Collected data entries
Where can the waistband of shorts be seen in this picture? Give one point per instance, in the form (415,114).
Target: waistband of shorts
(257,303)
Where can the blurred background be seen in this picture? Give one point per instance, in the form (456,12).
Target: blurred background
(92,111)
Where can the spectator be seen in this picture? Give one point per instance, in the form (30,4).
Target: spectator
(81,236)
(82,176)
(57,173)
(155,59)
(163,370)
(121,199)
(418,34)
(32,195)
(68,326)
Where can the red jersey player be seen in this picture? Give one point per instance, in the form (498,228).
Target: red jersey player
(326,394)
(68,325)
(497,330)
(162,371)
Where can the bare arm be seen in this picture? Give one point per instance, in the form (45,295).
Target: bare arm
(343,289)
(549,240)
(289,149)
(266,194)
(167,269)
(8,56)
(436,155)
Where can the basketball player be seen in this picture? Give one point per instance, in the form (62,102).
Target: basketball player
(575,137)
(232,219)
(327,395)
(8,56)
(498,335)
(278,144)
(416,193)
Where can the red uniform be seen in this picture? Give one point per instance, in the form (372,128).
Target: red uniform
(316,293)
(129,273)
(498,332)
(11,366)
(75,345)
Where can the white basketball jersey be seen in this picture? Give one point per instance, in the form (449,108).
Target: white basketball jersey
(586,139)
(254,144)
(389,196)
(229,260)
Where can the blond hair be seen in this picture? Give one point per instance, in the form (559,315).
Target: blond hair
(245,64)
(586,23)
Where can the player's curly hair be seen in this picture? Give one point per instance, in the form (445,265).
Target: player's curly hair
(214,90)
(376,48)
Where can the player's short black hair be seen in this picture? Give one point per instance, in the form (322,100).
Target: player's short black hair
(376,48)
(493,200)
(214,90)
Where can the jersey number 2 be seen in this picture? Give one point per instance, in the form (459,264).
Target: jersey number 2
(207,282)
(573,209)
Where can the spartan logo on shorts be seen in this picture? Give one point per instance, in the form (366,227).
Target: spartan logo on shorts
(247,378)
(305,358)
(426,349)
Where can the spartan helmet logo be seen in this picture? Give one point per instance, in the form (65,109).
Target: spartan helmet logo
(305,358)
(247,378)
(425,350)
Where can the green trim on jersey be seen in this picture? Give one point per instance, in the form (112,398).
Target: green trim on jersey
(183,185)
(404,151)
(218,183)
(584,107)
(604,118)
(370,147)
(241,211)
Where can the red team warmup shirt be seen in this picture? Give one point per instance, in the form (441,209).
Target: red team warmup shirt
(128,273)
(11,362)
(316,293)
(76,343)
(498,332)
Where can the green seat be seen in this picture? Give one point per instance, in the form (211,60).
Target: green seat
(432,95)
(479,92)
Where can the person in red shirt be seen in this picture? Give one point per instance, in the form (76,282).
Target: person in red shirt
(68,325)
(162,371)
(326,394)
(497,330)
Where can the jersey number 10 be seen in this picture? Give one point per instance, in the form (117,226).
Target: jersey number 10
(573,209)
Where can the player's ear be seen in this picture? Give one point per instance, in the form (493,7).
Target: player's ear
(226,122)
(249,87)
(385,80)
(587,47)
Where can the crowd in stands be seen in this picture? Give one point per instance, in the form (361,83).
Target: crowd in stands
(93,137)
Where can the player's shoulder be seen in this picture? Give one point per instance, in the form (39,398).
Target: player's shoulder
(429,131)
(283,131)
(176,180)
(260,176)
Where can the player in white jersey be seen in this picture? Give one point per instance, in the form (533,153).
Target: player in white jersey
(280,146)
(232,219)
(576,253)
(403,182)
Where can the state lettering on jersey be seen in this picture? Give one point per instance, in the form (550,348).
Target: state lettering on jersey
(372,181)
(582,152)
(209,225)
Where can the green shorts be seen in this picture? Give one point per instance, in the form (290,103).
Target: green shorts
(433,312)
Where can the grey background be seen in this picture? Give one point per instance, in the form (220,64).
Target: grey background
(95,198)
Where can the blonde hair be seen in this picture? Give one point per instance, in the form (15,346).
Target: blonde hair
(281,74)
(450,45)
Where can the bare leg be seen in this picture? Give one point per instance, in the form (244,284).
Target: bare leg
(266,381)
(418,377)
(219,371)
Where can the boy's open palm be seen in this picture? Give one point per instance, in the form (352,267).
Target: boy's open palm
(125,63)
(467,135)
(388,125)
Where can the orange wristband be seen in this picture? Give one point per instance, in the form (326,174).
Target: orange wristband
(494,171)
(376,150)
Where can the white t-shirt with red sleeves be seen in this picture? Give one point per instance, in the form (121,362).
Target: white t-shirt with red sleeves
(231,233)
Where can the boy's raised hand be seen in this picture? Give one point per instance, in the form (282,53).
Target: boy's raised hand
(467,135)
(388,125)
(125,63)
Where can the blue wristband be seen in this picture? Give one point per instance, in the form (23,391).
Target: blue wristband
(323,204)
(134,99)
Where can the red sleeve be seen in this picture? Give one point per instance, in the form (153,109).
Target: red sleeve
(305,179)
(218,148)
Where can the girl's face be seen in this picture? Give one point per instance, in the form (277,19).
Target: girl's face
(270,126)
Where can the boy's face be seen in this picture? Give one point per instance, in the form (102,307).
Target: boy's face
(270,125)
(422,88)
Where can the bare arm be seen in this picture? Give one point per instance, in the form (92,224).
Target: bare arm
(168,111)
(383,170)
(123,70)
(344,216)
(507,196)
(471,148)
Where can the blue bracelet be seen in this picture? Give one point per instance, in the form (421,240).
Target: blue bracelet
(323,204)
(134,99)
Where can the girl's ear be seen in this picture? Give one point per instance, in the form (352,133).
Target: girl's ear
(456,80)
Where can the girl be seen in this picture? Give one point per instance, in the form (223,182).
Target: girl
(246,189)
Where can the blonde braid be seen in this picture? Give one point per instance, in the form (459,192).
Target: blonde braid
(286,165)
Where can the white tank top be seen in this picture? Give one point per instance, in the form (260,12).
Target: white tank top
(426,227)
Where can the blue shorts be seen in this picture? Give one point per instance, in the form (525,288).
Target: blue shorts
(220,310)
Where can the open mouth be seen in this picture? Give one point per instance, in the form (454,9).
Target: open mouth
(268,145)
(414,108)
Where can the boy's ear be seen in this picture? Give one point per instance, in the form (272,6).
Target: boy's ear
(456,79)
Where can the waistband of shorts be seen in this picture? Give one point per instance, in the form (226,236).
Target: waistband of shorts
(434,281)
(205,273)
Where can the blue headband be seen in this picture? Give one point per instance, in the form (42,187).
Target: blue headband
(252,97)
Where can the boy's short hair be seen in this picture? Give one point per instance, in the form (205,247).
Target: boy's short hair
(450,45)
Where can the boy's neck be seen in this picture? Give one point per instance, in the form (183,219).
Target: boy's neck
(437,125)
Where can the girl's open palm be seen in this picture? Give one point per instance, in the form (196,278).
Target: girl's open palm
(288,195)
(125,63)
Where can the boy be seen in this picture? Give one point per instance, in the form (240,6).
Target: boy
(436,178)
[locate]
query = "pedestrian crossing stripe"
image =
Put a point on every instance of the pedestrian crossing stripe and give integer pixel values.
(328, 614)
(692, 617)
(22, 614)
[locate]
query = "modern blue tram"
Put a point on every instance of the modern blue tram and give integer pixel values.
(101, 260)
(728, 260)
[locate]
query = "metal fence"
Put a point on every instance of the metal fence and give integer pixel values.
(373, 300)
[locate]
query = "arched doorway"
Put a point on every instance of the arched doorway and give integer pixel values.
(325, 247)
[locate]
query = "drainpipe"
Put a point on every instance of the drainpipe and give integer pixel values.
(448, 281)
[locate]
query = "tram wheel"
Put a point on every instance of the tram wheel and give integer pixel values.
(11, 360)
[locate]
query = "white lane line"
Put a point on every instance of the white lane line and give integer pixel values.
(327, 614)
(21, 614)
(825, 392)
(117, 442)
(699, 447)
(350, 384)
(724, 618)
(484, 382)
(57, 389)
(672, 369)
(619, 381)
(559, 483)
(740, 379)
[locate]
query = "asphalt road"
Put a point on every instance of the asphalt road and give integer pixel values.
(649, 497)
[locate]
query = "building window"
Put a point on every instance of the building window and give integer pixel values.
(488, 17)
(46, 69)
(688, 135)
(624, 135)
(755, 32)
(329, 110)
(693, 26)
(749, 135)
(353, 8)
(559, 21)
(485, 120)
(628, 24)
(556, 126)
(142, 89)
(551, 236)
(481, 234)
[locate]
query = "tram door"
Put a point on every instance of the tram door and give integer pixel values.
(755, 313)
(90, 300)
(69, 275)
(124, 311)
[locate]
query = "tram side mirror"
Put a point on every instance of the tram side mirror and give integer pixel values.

Work task:
Copy every line of the records above, starting with the first, up to and including the line containing "Where can the red jersey".

Solution to this task:
Where can the waistband of shorts be seen in this picture? Give one point per instance, in the form (415,114).
Target: waistband of shorts
(257,303)
Where can the blurred background be seen in this picture? Give one point per instance, in the form (456,12).
Target: blurred background
(92,111)
Where can the spectator be seen in this picture? Give one point per instance, in the form (30,4).
Target: spectator
(81,236)
(82,176)
(57,173)
(155,59)
(163,370)
(121,199)
(418,34)
(32,195)
(68,326)
Where can the red jersey player be seen in this picture? Give one point per instance, in the form (498,228).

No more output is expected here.